__Goal__
Please repeat everything in the listing from the line containing "Identify the position of each instance of the cypress" down to the line containing "44), (56, 59)]", with both of those lines included and nothing else.

··· Dataset rows

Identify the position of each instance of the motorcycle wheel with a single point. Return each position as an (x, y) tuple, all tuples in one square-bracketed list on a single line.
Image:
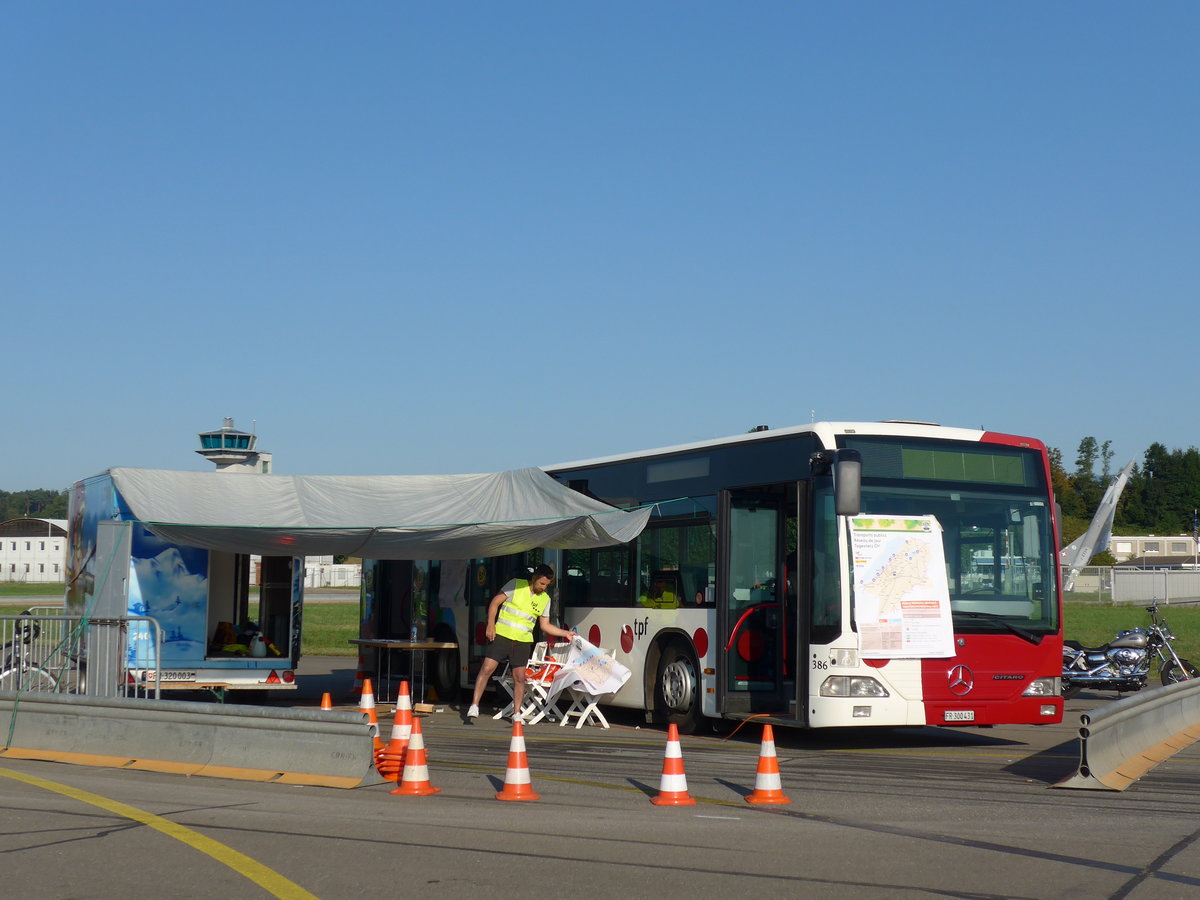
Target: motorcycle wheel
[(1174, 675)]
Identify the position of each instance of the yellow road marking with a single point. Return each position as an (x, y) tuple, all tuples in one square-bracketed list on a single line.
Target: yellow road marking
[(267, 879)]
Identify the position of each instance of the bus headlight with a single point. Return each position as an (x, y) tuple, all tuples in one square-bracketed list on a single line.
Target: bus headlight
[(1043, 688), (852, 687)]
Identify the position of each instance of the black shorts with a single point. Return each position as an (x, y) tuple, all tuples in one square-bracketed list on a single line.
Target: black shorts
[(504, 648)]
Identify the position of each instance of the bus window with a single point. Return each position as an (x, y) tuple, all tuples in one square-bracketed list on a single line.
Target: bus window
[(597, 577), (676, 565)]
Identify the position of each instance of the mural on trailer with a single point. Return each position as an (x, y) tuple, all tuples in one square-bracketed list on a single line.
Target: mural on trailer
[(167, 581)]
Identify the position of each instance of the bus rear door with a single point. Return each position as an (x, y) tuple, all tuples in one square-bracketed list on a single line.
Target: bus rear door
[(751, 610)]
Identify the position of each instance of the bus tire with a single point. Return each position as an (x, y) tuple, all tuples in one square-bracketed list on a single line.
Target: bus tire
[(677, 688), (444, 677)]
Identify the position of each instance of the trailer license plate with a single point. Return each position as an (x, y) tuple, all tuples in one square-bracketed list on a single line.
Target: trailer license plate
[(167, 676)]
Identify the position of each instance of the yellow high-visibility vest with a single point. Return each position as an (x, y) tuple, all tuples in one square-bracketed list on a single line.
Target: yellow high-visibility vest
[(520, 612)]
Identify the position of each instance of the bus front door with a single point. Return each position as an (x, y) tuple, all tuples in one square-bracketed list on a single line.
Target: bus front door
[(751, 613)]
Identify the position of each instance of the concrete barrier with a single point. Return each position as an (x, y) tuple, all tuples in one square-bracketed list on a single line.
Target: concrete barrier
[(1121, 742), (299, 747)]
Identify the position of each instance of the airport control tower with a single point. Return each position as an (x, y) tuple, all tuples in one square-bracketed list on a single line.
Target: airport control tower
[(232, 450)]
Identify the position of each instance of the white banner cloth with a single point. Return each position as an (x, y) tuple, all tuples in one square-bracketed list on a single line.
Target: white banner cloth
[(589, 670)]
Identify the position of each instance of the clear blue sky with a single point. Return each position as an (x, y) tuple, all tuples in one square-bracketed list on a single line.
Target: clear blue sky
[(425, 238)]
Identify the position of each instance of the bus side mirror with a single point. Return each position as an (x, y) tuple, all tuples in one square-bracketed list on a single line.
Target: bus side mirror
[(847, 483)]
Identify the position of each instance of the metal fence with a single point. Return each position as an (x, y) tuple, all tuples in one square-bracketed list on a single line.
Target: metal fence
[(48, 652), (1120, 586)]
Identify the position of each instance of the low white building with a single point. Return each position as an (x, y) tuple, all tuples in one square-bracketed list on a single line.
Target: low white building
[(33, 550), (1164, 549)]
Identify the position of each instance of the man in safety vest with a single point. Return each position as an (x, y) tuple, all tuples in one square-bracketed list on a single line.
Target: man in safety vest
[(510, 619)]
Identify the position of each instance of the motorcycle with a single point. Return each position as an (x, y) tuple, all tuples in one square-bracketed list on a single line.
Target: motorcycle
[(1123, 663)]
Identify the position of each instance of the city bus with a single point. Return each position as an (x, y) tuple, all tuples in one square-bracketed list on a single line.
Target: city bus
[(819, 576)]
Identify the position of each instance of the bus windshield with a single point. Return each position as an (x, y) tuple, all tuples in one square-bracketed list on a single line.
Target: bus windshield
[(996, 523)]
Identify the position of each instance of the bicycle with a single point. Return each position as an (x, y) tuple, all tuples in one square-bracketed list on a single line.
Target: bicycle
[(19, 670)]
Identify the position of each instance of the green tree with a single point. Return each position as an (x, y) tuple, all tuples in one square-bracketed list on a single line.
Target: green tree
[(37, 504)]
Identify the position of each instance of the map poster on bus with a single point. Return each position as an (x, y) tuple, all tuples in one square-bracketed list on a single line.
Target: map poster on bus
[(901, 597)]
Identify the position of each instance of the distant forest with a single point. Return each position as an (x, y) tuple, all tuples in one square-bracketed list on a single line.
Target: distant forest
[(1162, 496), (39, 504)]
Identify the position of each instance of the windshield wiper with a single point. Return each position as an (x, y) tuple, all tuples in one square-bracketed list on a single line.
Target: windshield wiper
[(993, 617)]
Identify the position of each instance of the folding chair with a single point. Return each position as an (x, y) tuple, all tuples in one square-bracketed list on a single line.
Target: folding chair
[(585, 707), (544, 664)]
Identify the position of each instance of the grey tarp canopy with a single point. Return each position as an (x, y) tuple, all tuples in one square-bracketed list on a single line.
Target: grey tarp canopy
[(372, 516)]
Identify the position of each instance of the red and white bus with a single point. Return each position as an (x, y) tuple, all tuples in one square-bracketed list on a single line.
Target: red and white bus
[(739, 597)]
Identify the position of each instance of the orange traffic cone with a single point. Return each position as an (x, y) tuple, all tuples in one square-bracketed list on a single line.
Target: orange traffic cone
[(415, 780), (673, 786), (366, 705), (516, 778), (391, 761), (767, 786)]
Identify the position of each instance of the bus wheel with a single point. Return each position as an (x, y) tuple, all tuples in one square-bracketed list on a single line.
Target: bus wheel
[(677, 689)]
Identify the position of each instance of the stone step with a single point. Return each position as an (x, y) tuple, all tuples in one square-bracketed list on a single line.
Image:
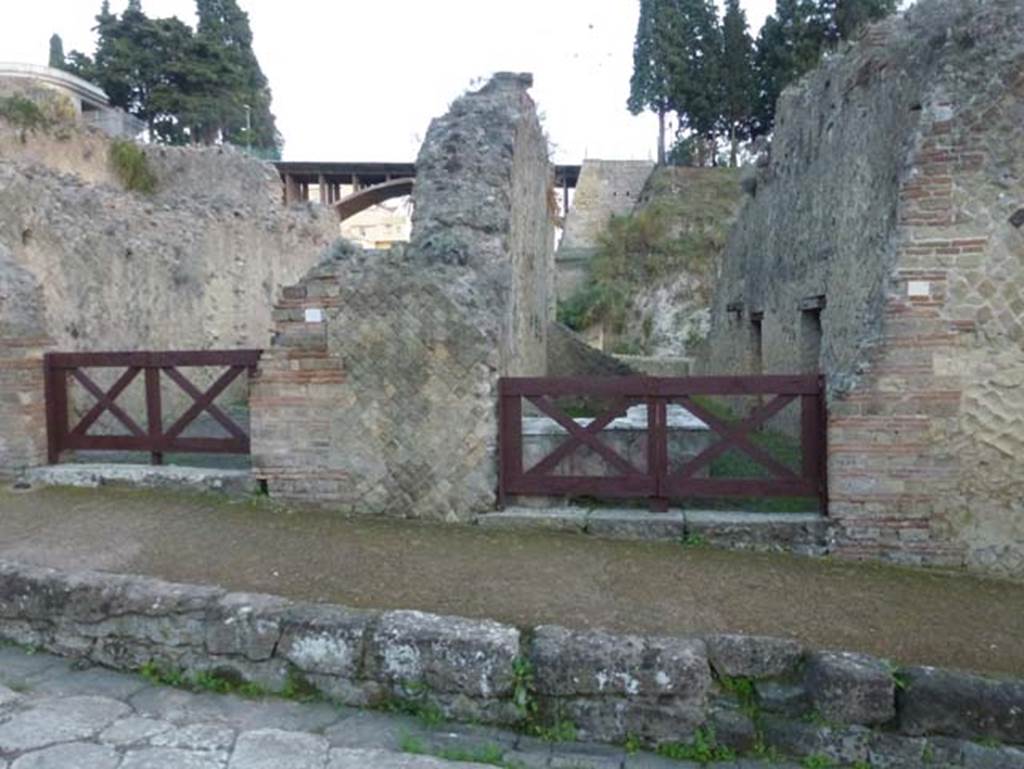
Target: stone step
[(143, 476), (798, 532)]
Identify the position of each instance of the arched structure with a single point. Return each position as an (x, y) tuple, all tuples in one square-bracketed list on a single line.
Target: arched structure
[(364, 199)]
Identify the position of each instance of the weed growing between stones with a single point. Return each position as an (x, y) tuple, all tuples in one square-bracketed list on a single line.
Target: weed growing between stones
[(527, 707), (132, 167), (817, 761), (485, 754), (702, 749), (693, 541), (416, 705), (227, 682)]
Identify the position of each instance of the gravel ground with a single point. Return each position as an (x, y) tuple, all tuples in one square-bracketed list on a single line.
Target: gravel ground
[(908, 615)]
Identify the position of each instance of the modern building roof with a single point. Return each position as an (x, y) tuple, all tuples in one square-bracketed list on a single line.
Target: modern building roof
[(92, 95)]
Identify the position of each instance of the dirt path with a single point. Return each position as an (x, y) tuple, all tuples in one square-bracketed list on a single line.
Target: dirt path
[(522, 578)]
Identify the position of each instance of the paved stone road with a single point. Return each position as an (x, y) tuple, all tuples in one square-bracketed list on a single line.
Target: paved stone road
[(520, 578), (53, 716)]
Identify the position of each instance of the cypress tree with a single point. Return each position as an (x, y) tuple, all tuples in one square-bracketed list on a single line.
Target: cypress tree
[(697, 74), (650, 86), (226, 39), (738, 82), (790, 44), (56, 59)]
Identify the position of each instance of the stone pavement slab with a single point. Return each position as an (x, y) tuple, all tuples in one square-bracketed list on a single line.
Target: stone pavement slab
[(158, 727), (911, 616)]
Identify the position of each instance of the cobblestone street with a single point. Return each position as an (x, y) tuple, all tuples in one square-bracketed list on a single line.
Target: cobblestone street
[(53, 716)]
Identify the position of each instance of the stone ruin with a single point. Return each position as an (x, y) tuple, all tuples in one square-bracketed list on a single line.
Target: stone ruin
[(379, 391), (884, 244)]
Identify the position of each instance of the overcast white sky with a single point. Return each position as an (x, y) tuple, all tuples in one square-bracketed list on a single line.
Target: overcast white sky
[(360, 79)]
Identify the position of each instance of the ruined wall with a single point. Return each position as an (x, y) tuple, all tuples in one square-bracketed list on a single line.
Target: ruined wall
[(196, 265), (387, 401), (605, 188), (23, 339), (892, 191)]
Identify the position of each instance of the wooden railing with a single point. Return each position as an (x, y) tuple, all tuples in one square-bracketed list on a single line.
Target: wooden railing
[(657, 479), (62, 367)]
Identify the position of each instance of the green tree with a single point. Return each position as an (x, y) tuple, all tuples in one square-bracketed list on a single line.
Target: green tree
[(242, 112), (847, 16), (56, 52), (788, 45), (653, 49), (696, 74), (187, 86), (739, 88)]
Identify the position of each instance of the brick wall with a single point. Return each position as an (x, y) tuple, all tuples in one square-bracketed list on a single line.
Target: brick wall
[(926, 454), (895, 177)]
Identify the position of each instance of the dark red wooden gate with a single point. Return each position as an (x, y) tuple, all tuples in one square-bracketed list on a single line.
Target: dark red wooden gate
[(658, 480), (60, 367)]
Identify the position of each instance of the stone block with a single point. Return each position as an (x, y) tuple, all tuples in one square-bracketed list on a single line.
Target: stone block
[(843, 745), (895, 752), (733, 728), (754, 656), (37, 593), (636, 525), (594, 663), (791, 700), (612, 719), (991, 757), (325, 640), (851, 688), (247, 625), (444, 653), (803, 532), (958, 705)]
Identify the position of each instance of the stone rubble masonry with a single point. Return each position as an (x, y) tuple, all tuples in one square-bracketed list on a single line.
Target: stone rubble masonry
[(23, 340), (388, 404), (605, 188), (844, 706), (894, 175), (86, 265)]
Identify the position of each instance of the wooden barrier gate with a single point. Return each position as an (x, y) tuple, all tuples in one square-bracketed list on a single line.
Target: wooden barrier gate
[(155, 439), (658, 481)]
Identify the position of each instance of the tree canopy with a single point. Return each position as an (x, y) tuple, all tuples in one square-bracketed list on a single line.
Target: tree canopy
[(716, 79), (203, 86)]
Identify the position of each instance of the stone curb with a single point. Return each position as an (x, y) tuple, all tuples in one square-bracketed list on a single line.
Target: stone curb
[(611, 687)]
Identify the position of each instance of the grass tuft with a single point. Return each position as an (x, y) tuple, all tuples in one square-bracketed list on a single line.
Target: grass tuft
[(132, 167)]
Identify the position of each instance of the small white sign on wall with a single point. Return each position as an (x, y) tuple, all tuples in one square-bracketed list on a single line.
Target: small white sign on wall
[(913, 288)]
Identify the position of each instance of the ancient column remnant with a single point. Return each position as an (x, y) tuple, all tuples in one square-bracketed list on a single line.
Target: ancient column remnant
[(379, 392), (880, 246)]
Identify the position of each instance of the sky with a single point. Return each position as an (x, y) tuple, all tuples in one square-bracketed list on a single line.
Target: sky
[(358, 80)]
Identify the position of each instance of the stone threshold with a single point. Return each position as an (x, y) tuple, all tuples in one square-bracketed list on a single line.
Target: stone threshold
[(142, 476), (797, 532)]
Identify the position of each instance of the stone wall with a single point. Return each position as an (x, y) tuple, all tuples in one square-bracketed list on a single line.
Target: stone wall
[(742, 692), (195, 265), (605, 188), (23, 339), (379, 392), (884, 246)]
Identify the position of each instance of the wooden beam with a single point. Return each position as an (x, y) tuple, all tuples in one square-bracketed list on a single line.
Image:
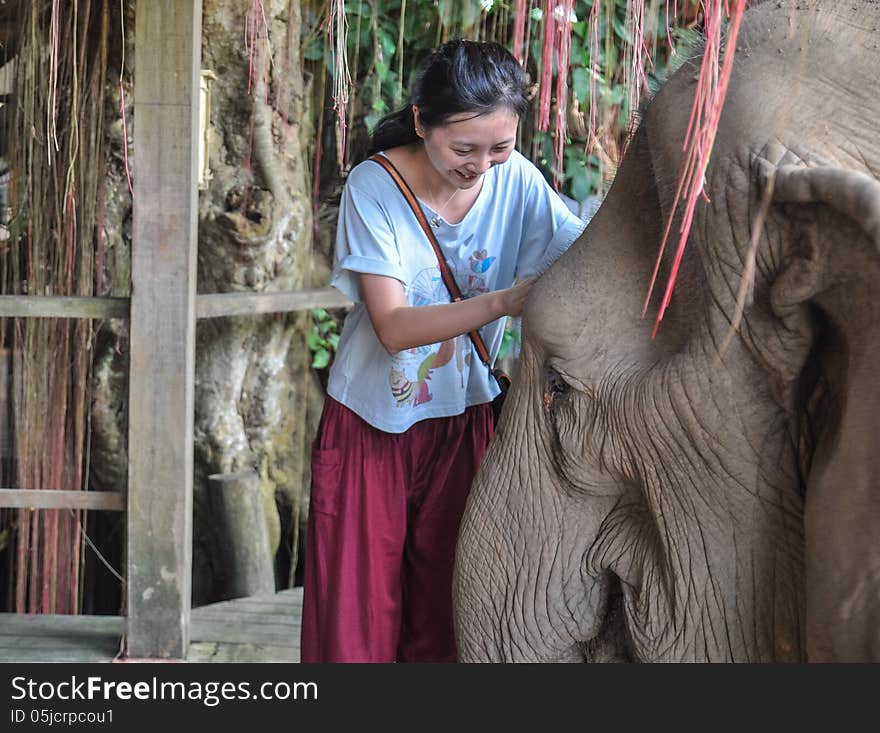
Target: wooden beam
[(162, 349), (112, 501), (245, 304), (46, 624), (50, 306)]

······

__The result__
Identify the position of each instance of the cypress tree with a single point. Return each position as an (x, y) tuple, all tuples in one square-bracketed list on a single line.
Target: cypress tree
[(697, 74), (650, 86), (226, 39), (738, 82), (790, 44), (56, 59)]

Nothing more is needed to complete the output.